• **Supplied text**:
++++++
Sunday, January 18, 2009

second class Christians...

... do you get that feeling sometimes that in certain circles Eastern Catholics are second class Christians. Romans (for the most part) don't know or care we exist and the Orthodox, at least those I've encountered, treat Eastern Catholics like pseudo-wanna-be Orthodox who play dress up with the Divine Liturgy.

One example comes to mind... upon visiting a local Orthodox church for the first time the priest introduces himself to me. The conversation was pleasant enough and cordial; however, the minute I said I attend an Ukrainian Catholic parish he turned his back on me and walked away. This is not an exaggeration. The only explanation I could gather was that since this particular church was an OCA parish and made up mostly of protestant converts there was a bit of anti-Catholic baggage involved that protestants usually carry around toward us.

I'm curious... what do you Orthodox readers of this blog really think of Eastern Catholics? Why are the more ethnic Orthodox churches so suspicious of outsiders? Why is there such disdain for converts to Orthodoxy and the OCA considered among some not real Orthodoxy? Are Americans in general, us Westerners, just not supposed to encroach upon those things that are Eastern in origin?

I mean no disrespect in this post but just ask out of genuine curiosity. Hopefully, this post can be productive.

13 comments:

Ellen from Buffalo,NY said...

Praised be Jesus Christ!
Now and forever!

Hello to you!

First, I must say thank you for your blog.
You post the best pictures..
Thank you again.
I am an Eastern Catholic, a Maronite Catholic, and there are actually Latin Catholics who do not think that I am Catholic.
I end up explaining to them. I have never experienced the sad rejection that you spoke of in your blog.
I will pray for that Priest.

We will meet in the Most Blessed Sacrament..
Ellen, The Maronite

B. Hold said...

That priest should be ashamed of himself, at least for as long as it is healthy for one to be ashamed because of any particular sin that God will certainly forgive him of...

anyway, I converted to Orthodoxy almost 8 years ago from a non-denominational/Baptist background (long story). I grew up hearing all kinds of anti-Catholic sentiment, and I am grateful that I did not inherit it from my Sunday school teachers, as my parents taught me to love everybody (still working on it, though). One of my best friends of the last 12 years is of a Ukrainian Catholic background. I would venture to say, quite confidently, that most people in my parish, if not all, share the same attitude that I have toward Byzantine Catholics: that we are to love them, not dwelling on our differences, yet we are not to share the Body and Blood of our Lord with those who are outside what we firmly believe to be the One, Holy, Catholic, and Apostolic Church -- the Eastern Orthodox Church.

I am puzzled as to why this priest did not at the very least attempt to sway you towards Orthodoxy. Many Orthodox, especially those who are from countries where Rome holds power, or once did, feel that we should strive first toward restoring communion with Byzantine Catholics whose ancestors were once sucked into Rome for political reasons. Whether or not it is possible to convince anyone in this manner, an Orthodox priest should at the very least point out the common ground between Orthodox and Eastern Catholics.

Ethnic Orthodox parishes are something that I have yet to fully understand. I sympathize with a group of immigrants and the 2 or 3 generations following, as they wish to keep some remnants of their heritage alive in such a changing new world. They use Orthodoxy as a cultural crutch in this sense. To a certain extent, I think that all Christians should learn to appreciate the variety of cultural expressions of the liturgy, iconography, etc. But when it becomes a separatist thing, the Gospel is lost.
++++++
• **Short task**:
In the blog post on Eastern Catholics, what did the Orthodox priest do once the writer mentioned attending a Ukrainian Catholic parish? The lines below have no connection to the blog post.

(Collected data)
++++++
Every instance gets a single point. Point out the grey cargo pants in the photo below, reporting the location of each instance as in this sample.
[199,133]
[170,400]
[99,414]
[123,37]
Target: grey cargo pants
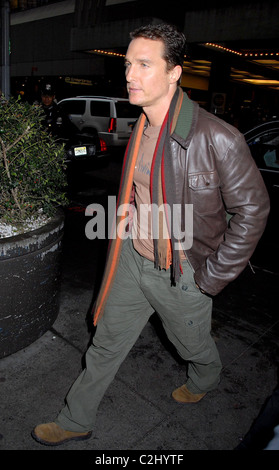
[137,292]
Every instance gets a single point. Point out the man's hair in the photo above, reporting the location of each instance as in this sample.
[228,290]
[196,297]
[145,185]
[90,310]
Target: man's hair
[174,41]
++++++
• **Result**:
He turned his back on the writer and walked away.